◆ The data:

- - - -

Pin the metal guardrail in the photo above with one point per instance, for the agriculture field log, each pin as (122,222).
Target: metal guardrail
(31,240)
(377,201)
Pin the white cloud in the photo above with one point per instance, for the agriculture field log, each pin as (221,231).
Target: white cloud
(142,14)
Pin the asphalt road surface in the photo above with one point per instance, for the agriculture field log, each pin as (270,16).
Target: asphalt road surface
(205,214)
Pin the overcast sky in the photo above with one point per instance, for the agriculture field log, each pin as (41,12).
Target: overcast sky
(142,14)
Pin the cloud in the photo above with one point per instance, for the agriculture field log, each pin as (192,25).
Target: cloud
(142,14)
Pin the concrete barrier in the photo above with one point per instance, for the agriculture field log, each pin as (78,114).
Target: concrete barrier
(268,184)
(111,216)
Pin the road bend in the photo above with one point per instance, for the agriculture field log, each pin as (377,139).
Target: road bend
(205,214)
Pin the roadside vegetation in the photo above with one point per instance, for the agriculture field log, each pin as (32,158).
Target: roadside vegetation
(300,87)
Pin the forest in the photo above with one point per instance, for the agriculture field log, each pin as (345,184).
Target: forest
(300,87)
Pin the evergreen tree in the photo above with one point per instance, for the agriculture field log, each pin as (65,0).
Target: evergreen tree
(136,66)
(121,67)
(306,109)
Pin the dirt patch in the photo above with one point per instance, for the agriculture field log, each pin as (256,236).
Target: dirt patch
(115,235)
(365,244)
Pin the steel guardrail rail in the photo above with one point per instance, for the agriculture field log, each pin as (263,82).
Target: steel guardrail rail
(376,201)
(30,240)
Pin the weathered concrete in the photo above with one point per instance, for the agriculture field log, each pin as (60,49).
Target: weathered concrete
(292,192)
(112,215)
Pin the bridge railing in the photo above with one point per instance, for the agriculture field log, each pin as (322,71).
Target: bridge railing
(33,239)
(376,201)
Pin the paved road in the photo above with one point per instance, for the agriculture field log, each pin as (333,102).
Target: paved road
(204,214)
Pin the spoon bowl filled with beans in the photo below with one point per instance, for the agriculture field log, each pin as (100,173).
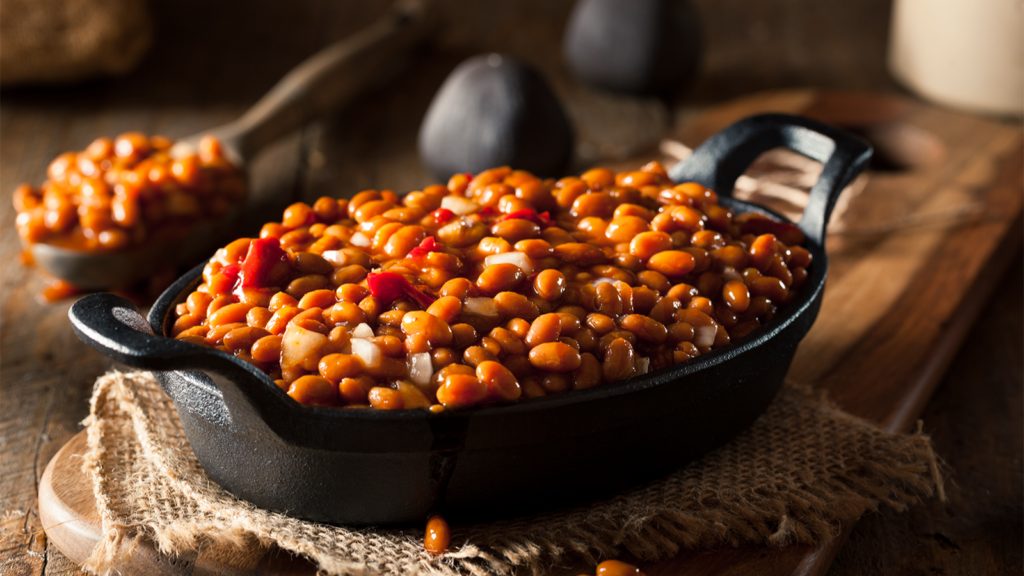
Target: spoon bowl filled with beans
(111,214)
(478,346)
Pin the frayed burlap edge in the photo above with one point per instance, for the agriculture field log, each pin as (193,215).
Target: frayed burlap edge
(794,477)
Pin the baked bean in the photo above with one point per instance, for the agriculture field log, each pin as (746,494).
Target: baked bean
(266,348)
(515,230)
(385,399)
(535,248)
(732,256)
(499,278)
(235,313)
(502,384)
(546,328)
(762,251)
(673,263)
(702,304)
(313,389)
(645,328)
(778,270)
(654,280)
(600,324)
(216,335)
(586,339)
(185,322)
(644,299)
(707,239)
(244,338)
(518,326)
(626,229)
(510,304)
(462,335)
(606,300)
(461,391)
(580,254)
(509,342)
(554,357)
(550,284)
(355,391)
(709,284)
(617,289)
(308,262)
(665,309)
(589,374)
(736,295)
(345,314)
(436,330)
(491,345)
(317,298)
(680,332)
(280,320)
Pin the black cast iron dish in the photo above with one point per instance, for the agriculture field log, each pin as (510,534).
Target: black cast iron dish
(378,466)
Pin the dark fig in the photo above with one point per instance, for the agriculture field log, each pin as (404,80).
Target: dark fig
(641,47)
(495,111)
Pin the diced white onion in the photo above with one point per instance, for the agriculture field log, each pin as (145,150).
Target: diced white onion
(298,343)
(363,331)
(451,229)
(517,258)
(359,239)
(460,205)
(729,274)
(368,352)
(704,335)
(643,365)
(421,369)
(481,306)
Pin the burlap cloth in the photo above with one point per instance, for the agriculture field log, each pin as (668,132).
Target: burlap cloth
(799,471)
(67,40)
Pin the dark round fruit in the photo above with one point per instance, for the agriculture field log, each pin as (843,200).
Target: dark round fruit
(495,111)
(643,47)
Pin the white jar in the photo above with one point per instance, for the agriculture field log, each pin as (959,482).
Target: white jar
(963,53)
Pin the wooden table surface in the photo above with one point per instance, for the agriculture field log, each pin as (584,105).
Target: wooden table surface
(211,60)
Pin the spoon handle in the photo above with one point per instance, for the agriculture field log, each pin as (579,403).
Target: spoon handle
(328,79)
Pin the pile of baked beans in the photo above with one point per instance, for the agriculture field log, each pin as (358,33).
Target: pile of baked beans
(493,288)
(122,193)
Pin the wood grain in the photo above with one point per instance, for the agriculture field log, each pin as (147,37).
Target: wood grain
(212,59)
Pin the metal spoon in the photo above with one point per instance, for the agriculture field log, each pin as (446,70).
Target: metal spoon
(325,81)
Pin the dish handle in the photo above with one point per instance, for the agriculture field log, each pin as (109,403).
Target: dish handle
(116,327)
(723,158)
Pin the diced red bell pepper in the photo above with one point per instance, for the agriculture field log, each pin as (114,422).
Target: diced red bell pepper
(232,272)
(788,234)
(428,245)
(388,287)
(265,261)
(442,215)
(543,219)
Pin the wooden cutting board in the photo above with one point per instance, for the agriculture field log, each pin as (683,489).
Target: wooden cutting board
(898,303)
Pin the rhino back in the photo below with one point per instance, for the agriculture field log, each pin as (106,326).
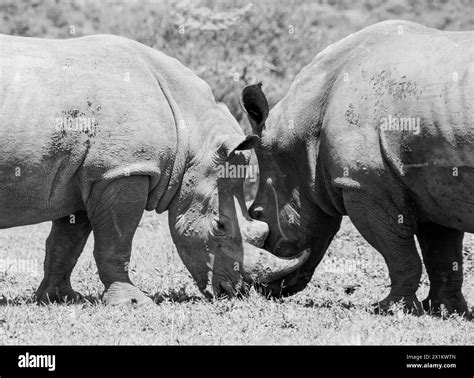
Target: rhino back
(81,111)
(397,70)
(406,110)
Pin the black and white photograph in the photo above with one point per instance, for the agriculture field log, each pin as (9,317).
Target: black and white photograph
(236,187)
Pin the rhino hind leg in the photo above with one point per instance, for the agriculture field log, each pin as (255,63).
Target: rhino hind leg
(442,254)
(63,246)
(390,233)
(115,211)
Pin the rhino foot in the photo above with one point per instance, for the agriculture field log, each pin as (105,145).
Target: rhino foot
(410,304)
(446,305)
(123,293)
(62,293)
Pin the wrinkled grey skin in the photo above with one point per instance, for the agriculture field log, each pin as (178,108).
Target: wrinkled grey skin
(325,154)
(96,130)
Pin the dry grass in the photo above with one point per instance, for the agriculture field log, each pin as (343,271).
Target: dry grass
(331,310)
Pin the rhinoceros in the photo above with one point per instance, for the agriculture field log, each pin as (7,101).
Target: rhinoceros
(98,129)
(379,127)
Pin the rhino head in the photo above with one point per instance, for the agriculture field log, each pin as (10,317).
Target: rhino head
(215,237)
(287,158)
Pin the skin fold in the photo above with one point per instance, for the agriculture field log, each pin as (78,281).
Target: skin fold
(377,127)
(96,130)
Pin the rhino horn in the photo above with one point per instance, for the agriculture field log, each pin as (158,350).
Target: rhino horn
(261,266)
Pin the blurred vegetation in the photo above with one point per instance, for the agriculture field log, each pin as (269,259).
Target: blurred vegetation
(229,43)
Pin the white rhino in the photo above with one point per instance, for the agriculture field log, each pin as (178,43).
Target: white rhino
(95,130)
(379,126)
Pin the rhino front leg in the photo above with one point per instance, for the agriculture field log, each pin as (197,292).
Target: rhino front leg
(388,230)
(63,246)
(442,254)
(115,211)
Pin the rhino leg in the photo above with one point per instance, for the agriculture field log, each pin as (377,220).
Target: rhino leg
(442,254)
(63,246)
(387,230)
(115,211)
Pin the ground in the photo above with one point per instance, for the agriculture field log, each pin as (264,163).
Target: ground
(331,310)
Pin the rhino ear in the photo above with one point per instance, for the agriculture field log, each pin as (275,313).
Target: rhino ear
(254,102)
(237,143)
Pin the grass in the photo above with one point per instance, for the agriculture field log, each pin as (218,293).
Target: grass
(331,310)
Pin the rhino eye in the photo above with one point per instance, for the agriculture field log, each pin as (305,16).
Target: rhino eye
(218,227)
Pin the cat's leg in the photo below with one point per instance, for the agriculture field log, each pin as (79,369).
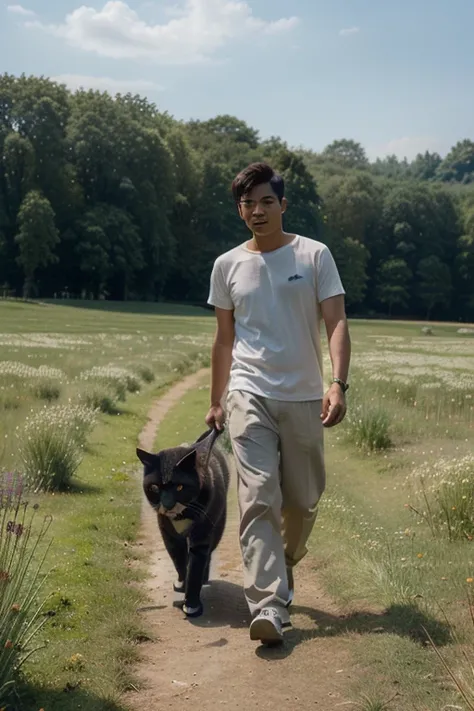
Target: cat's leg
(198,560)
(177,548)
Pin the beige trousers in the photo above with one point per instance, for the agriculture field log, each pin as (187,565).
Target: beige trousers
(279,453)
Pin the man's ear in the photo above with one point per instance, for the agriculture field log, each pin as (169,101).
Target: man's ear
(146,458)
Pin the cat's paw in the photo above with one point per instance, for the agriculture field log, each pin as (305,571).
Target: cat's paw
(179,586)
(193,611)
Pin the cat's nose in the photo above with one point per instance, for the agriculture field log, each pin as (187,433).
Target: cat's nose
(167,500)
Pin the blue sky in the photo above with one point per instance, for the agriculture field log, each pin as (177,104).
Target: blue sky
(398,77)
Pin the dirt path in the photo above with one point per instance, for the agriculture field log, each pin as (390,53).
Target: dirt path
(211,661)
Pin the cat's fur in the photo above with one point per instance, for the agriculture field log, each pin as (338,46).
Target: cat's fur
(187,486)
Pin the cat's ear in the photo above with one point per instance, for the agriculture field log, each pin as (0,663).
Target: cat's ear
(188,462)
(146,458)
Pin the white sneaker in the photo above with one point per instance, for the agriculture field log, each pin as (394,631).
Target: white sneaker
(267,626)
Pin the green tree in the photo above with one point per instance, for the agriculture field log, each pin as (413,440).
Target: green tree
(458,166)
(36,238)
(346,152)
(393,279)
(425,166)
(434,283)
(351,257)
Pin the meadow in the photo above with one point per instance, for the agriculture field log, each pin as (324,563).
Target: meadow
(75,388)
(392,543)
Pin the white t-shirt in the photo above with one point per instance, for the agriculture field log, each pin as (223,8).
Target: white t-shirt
(275,297)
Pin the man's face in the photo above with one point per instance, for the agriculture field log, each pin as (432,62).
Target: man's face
(261,210)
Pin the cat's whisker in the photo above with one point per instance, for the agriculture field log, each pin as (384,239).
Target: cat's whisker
(200,509)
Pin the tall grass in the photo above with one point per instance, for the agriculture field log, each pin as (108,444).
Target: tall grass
(368,426)
(51,446)
(444,497)
(22,558)
(462,675)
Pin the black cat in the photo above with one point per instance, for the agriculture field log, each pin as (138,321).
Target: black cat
(187,486)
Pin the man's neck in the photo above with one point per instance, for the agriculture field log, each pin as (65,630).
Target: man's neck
(268,243)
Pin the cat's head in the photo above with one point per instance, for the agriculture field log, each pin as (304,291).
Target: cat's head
(172,478)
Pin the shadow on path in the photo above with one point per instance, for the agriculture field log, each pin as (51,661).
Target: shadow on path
(225,606)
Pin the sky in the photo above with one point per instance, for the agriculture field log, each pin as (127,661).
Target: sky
(396,76)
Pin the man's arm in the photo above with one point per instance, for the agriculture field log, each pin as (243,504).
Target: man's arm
(334,316)
(221,361)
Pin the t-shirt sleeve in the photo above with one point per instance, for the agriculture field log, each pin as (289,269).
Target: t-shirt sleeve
(218,292)
(328,279)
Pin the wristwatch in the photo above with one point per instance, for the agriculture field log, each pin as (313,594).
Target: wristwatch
(344,386)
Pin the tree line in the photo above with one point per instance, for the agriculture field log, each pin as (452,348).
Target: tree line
(108,197)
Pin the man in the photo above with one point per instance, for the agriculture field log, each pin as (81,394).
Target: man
(269,294)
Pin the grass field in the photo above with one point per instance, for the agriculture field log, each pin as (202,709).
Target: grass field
(394,535)
(52,358)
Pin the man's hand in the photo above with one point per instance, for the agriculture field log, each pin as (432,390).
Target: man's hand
(215,417)
(334,406)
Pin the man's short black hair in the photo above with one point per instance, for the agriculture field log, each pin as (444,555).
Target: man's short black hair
(257,174)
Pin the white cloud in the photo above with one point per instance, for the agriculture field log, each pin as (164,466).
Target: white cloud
(20,10)
(346,32)
(195,31)
(409,147)
(113,86)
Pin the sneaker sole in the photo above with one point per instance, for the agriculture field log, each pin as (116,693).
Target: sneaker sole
(265,631)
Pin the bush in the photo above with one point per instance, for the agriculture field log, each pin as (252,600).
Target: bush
(21,563)
(145,373)
(444,497)
(46,389)
(121,379)
(99,396)
(368,426)
(51,446)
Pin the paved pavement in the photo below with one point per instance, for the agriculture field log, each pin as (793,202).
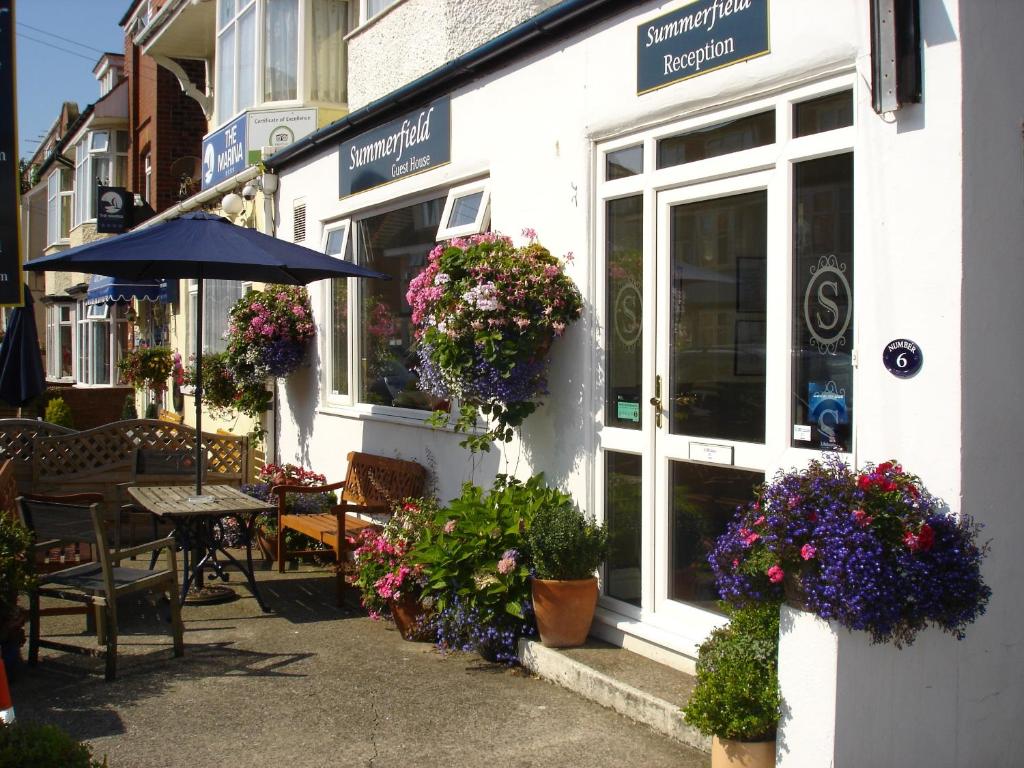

- - - -

Count the lines in the records above that contain the string "board", matching case exactly, and give only that number.

2